[Records from a collection]
□ □ □

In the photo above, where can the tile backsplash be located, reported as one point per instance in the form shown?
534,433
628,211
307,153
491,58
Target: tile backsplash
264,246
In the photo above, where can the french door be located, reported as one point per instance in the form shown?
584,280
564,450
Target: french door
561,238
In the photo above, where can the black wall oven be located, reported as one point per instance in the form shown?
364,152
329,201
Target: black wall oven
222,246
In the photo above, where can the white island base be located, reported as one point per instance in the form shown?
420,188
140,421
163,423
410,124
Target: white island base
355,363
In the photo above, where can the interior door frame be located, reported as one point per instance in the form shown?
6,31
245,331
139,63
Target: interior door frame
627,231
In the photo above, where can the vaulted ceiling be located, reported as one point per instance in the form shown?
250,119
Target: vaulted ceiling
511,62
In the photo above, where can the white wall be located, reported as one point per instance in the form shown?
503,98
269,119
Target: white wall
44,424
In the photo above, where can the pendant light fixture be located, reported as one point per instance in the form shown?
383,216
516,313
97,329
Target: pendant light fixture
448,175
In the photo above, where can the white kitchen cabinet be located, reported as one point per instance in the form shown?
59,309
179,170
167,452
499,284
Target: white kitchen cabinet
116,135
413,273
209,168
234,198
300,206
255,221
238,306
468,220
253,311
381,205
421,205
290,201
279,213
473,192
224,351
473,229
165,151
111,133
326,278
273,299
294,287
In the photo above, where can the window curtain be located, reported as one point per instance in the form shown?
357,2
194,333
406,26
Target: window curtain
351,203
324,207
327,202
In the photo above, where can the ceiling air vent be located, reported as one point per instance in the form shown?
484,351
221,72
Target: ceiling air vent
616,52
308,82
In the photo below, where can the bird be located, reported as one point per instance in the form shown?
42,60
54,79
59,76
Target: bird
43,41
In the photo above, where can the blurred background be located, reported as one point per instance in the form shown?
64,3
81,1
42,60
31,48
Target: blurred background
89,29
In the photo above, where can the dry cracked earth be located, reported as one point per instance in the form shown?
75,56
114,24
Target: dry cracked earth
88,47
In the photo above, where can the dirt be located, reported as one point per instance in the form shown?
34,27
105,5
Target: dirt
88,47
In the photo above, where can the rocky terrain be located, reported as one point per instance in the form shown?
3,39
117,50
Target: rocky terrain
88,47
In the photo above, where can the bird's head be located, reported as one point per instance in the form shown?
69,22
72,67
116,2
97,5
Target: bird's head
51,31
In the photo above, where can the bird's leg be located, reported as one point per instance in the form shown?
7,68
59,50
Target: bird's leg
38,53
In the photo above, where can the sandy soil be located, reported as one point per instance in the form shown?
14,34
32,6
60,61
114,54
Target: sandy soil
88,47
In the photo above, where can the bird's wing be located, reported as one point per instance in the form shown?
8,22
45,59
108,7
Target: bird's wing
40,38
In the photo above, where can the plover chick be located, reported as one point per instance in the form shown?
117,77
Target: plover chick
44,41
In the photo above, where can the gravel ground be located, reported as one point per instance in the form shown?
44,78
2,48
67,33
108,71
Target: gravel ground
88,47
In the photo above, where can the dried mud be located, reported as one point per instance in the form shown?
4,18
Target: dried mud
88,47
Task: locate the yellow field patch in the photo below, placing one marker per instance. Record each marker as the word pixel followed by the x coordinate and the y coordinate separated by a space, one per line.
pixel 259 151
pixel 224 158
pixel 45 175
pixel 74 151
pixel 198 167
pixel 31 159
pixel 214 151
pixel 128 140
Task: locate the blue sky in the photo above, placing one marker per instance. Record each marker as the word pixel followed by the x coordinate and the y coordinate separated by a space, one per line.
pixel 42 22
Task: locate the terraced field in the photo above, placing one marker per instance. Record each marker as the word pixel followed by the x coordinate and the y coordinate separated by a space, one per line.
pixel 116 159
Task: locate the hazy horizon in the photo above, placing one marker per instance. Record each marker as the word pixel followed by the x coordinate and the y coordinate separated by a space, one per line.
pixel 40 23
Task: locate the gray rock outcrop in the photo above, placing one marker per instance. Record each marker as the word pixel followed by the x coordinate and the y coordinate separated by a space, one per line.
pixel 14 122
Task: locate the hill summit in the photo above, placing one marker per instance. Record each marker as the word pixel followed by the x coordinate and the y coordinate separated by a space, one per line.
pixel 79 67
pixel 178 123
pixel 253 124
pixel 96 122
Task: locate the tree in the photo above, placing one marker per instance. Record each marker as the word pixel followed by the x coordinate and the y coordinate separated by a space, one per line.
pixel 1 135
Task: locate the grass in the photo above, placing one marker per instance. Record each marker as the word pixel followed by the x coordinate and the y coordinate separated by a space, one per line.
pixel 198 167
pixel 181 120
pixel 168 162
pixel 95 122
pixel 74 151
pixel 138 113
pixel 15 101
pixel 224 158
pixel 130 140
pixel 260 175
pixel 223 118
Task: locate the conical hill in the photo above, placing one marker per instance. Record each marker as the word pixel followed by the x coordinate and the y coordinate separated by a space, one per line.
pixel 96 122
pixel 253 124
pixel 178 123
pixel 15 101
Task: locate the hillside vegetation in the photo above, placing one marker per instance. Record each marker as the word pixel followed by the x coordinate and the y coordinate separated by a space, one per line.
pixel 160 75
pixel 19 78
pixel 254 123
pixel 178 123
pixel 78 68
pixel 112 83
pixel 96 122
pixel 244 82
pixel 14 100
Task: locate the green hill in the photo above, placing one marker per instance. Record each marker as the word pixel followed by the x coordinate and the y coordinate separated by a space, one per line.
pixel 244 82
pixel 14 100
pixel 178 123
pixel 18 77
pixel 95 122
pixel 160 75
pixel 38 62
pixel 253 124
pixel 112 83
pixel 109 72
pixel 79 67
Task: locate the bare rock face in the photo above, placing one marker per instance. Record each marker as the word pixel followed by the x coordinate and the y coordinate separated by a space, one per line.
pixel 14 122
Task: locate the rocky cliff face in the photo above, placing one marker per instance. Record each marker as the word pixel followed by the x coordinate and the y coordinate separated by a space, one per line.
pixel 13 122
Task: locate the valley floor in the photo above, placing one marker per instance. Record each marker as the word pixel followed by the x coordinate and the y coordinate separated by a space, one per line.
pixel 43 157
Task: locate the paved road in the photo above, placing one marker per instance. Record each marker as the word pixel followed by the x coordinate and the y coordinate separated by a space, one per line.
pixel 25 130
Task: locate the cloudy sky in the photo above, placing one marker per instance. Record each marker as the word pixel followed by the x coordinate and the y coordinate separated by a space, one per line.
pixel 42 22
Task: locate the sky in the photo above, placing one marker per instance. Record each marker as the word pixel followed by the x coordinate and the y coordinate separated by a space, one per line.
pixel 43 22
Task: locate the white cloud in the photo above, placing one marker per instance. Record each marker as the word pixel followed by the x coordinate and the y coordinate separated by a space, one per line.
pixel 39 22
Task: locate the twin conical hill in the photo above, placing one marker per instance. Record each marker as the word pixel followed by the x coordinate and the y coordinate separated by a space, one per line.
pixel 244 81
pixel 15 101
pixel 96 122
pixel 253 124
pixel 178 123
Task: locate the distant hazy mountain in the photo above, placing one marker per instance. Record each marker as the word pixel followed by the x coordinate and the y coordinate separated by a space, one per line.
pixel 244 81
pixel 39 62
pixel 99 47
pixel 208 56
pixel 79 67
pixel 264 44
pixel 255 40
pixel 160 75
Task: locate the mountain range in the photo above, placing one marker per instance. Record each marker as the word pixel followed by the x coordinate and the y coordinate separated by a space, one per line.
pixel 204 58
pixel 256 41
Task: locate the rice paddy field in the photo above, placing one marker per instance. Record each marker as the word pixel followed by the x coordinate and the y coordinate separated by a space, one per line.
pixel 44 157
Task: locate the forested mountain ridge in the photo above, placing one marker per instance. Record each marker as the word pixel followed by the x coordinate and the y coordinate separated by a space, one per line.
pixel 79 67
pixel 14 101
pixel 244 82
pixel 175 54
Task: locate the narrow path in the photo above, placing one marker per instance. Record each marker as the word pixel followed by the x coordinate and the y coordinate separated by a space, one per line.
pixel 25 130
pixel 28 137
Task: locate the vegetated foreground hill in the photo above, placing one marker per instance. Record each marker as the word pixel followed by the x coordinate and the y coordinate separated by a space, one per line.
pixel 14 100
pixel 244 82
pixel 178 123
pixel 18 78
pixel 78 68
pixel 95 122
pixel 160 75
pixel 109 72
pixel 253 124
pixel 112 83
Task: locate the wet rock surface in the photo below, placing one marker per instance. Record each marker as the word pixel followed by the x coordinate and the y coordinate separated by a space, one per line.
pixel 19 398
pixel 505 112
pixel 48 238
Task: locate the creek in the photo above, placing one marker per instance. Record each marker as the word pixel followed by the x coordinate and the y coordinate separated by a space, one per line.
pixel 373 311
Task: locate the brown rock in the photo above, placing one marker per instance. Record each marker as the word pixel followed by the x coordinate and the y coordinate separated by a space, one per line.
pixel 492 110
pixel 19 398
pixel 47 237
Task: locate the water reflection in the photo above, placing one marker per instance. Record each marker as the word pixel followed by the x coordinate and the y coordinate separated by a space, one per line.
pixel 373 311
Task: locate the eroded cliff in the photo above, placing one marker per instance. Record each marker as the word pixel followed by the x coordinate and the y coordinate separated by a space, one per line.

□ □ □

Set down only the lines running from the line with "Task: locate the creek" to the end of the entries above, both included, exactly as they stand.

Task: locate the creek in the photo above, placing one marker per instance. Record each marker as the word pixel followed by the x coordinate and the y coordinate separated by a space, one per line.
pixel 373 311
Task: locate the brown rock in the photo above, placing one marker per instance. Record each marker as the word pixel followed by the x coordinate and the y coordinate separated by a space, one per line.
pixel 492 110
pixel 19 398
pixel 47 237
Task: locate the water reflection in the photo above, placing one marker per instance. Record each marker as the word pixel followed by the x coordinate and the y coordinate separated by a space, one per line.
pixel 373 311
Task: locate the eroded cliff in the photo above, placing one marker per instance. Record each marker as the word pixel followed by the x coordinate and the y coordinate separated by a space, one per line.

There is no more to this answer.